Task to carry out: Reproduce the article below on whether ASX shares are in a bubble, word for word from its first line to its last.

*** Opening Source extract ***

An economist has revealed some figures that are food for thought for retail investors trying to figure out whether ASX shares are in a bubble.
Predictions for 2021 have been polarised, to say the least.
Many experts are optimistic, citing near-zero interest rates, COVID-19 government support and coronavirus vaccines to charge up the economy.
"I think in 2021 we will see our equity market deliver at least 10% return," said Tribeca Investment Partners portfolio manager Jun Bei Liu last month at a GSFM briefing.
"A big part of that will be dividends – however, we should see some of the best growth yet."
Commonwealth Bank of Australia (ASX: CBA) chief economist Stephen Halmarick at the end of December said that Australia had done a fantastic job of controlling the virus.
"We do expect a solid recovery in 2021, with global growth forecasts at 5.2 per cent – led by the US and China."
In the opposite camp are wise owls like GMO founder Jeremy Grantham, who is warning of a massive share market bubble about to pop soon.
"Featuring extreme overvaluation, explosive price increases, frenzied issuance, and hysterically speculative investor behavior, I believe this event will be recorded as one of the great bubbles of financial history – right along with the South Sea bubble, 1929, and 2000," he said to clients last month.
"And here we are again, waiting for the last dance and, eventually, for the music to stop."
Now BetaShares chief economist David Bassanese has come up with some numbers to support the bull case.
2021 will see an earnings-driven rally
Bassanese has seen that in January the S&P/ASX 200 Index (ASX: XJO) only rose by 0.3% even though an impressive 6.4% growth in forward earnings was recorded.
"This meant the PE ratio edged back further to 19.2, from a recent month-end peak of 21.8 at end-August."
He thus predicts the ASX 200 will head up 6% from 31 January to the end of the year, which means hitting the 7,000-point barrier.

*** Closing Source extract ***
*** Opening Provided data ***

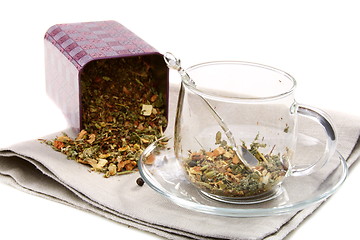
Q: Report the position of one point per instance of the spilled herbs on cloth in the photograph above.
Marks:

*** Closing Provided data ***

Solution for this exercise:
An economist has revealed some figures that are food for thought for retail investors trying to figure out whether ASX shares are in a bubble.
Predictions for 2021 have been polarised, to say the least.
Many experts are optimistic, citing near-zero interest rates, COVID-19 government support and coronavirus vaccines to charge up the economy.
"I think in 2021 we will see our equity market deliver at least 10% return," said Tribeca Investment Partners portfolio manager Jun Bei Liu last month at a GSFM briefing.
"A big part of that will be dividends – however, we should see some of the best growth yet."
Commonwealth Bank of Australia (ASX: CBA) chief economist Stephen Halmarick at the end of December said that Australia had done a fantastic job of controlling the virus.
"We do expect a solid recovery in 2021, with global growth forecasts at 5.2 per cent – led by the US and China."
In the opposite camp are wise owls like GMO founder Jeremy Grantham, who is warning of a massive share market bubble about to pop soon.
"Featuring extreme overvaluation, explosive price increases, frenzied issuance, and hysterically speculative investor behavior, I believe this event will be recorded as one of the great bubbles of financial history – right along with the South Sea bubble, 1929, and 2000," he said to clients last month.
"And here we are again, waiting for the last dance and, eventually, for the music to stop."
Now BetaShares chief economist David Bassanese has come up with some numbers to support the bull case.
2021 will see an earnings-driven rally
Bassanese has seen that in January the S&P/ASX 200 Index (ASX: XJO) only rose by 0.3% even though an impressive 6.4% growth in forward earnings was recorded.
"This meant the PE ratio edged back further to 19.2, from a recent month-end peak of 21.8 at end-August."
He thus predicts the ASX 200 will head up 6% from 31 January to the end of the year, which means hitting the 7,000-point barrier.